What the task asks
The lines of the records that include "below" should all be copied.

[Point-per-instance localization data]
>>>

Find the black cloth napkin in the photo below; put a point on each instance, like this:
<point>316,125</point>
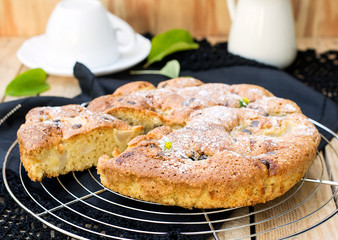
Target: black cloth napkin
<point>312,103</point>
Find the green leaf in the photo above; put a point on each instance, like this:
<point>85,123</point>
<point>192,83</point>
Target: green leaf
<point>170,70</point>
<point>170,42</point>
<point>28,83</point>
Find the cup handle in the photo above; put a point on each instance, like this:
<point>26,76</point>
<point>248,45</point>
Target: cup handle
<point>231,9</point>
<point>124,47</point>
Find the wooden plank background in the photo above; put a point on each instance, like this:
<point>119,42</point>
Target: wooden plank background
<point>313,18</point>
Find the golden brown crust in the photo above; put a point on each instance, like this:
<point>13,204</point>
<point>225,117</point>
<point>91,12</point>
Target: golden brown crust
<point>220,145</point>
<point>174,100</point>
<point>56,140</point>
<point>221,155</point>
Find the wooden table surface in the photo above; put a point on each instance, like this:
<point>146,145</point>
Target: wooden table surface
<point>68,87</point>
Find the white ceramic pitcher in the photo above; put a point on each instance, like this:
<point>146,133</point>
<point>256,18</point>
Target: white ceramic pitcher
<point>263,30</point>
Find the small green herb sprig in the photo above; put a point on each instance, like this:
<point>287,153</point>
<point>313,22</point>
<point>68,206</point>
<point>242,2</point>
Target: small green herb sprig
<point>170,70</point>
<point>168,145</point>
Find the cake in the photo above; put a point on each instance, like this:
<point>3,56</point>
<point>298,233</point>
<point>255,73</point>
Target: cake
<point>56,140</point>
<point>203,145</point>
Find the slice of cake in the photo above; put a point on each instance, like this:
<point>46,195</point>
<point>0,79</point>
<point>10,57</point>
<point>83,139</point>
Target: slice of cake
<point>57,140</point>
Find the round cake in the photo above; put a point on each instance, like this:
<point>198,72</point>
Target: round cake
<point>204,145</point>
<point>219,145</point>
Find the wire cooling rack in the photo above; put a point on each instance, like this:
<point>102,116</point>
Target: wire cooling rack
<point>79,206</point>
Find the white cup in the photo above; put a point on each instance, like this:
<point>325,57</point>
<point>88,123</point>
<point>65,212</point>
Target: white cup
<point>83,31</point>
<point>263,30</point>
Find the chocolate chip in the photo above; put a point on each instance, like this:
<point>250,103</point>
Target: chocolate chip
<point>161,153</point>
<point>56,121</point>
<point>185,103</point>
<point>106,118</point>
<point>202,157</point>
<point>266,163</point>
<point>123,157</point>
<point>254,123</point>
<point>77,125</point>
<point>246,131</point>
<point>152,145</point>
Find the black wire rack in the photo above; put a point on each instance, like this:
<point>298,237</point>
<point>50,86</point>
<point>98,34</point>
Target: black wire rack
<point>79,206</point>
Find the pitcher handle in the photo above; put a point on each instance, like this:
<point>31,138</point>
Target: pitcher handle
<point>231,9</point>
<point>127,44</point>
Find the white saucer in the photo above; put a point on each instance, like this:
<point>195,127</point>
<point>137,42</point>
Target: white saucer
<point>33,55</point>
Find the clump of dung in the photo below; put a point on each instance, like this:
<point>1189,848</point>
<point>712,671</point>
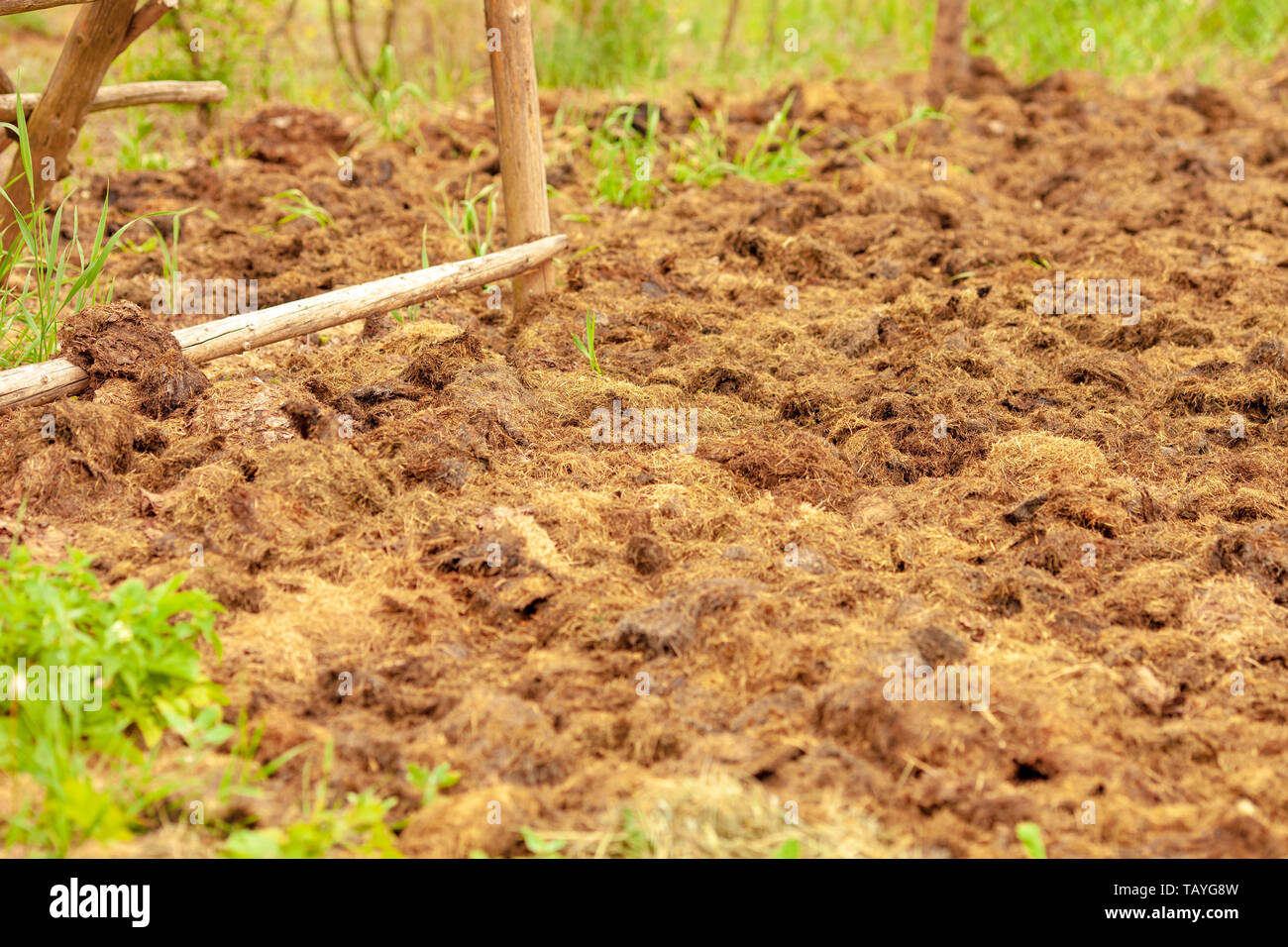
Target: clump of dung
<point>121,342</point>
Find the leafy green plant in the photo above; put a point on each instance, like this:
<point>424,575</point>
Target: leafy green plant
<point>1030,838</point>
<point>115,669</point>
<point>588,346</point>
<point>623,158</point>
<point>468,223</point>
<point>296,205</point>
<point>44,275</point>
<point>357,827</point>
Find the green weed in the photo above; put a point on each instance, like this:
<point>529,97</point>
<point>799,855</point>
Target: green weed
<point>588,346</point>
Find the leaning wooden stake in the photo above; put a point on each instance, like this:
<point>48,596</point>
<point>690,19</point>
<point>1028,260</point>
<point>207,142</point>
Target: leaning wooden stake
<point>93,43</point>
<point>8,7</point>
<point>35,384</point>
<point>518,127</point>
<point>168,90</point>
<point>948,59</point>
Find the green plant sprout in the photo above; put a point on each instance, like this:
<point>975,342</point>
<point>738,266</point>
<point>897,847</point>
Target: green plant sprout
<point>296,205</point>
<point>588,346</point>
<point>467,223</point>
<point>1030,836</point>
<point>43,275</point>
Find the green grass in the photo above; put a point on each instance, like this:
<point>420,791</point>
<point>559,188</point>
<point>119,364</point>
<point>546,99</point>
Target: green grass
<point>471,219</point>
<point>625,158</point>
<point>294,204</point>
<point>44,275</point>
<point>773,158</point>
<point>134,153</point>
<point>587,346</point>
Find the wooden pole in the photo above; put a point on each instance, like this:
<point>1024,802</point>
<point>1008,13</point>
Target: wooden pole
<point>35,384</point>
<point>948,59</point>
<point>9,7</point>
<point>54,124</point>
<point>518,127</point>
<point>167,90</point>
<point>145,18</point>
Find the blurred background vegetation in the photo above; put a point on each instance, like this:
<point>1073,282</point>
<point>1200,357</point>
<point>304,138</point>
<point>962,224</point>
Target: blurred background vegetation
<point>288,50</point>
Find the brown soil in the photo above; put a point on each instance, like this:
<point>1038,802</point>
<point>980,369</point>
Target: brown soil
<point>496,582</point>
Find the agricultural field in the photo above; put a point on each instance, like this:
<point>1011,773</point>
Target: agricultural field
<point>894,468</point>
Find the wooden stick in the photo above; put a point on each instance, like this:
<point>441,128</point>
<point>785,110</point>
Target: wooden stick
<point>9,7</point>
<point>166,90</point>
<point>43,381</point>
<point>518,127</point>
<point>948,59</point>
<point>145,18</point>
<point>54,124</point>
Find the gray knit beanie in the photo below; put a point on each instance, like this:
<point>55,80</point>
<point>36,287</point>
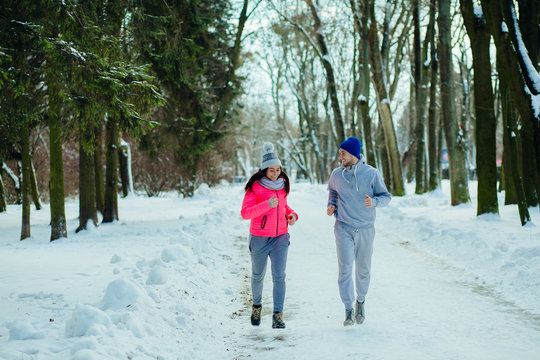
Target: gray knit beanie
<point>269,156</point>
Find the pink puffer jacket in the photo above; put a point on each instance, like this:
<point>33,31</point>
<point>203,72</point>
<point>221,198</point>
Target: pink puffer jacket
<point>266,220</point>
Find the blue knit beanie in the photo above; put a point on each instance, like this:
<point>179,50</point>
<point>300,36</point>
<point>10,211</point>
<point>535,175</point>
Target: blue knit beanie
<point>352,145</point>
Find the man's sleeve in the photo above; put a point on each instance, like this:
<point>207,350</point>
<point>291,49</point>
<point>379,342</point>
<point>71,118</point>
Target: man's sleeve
<point>332,192</point>
<point>381,195</point>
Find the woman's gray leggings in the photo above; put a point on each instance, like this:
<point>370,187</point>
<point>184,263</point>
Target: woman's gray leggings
<point>276,248</point>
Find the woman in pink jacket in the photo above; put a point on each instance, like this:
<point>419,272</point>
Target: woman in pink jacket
<point>265,204</point>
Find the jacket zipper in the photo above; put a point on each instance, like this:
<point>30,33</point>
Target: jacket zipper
<point>277,217</point>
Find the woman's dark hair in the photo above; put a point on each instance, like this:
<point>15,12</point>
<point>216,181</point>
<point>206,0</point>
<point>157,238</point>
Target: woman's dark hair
<point>262,173</point>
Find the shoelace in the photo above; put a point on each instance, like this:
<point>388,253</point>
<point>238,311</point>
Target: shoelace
<point>256,313</point>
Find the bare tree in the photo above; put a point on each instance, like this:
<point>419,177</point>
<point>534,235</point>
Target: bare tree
<point>455,141</point>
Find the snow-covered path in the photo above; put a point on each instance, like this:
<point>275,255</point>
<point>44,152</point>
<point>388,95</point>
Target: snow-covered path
<point>419,306</point>
<point>171,281</point>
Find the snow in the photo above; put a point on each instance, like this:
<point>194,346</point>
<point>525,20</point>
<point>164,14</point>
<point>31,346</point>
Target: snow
<point>170,280</point>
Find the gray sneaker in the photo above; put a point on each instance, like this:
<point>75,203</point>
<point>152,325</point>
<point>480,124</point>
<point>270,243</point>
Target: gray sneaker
<point>348,317</point>
<point>360,314</point>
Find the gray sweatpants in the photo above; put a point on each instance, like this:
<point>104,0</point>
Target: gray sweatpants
<point>276,248</point>
<point>354,247</point>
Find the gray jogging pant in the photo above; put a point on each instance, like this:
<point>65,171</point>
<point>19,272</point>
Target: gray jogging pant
<point>261,248</point>
<point>354,247</point>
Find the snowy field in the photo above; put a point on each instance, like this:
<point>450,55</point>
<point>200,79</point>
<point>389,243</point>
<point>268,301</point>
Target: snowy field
<point>170,280</point>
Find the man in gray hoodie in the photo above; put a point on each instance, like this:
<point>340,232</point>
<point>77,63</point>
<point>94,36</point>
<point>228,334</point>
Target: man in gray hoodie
<point>355,190</point>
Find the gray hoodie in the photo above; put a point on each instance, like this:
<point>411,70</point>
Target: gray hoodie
<point>347,189</point>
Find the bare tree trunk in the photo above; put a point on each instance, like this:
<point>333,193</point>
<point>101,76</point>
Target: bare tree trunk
<point>26,179</point>
<point>3,203</point>
<point>98,172</point>
<point>511,130</point>
<point>56,187</point>
<point>453,133</point>
<point>420,103</point>
<point>87,186</point>
<point>360,10</point>
<point>325,59</point>
<point>228,92</point>
<point>123,169</point>
<point>521,85</point>
<point>486,124</point>
<point>110,212</point>
<point>509,116</point>
<point>433,143</point>
<point>33,183</point>
<point>383,102</point>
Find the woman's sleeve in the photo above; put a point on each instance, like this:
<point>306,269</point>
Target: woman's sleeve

<<<

Response for this exercise
Find the black cloth napkin in the photo below; put a point on each instance, like this:
Find the clump of dung in the photo below; put a point on each instance, like this:
Find the gray knit beanie in the photo below; put a point on each instance, like this:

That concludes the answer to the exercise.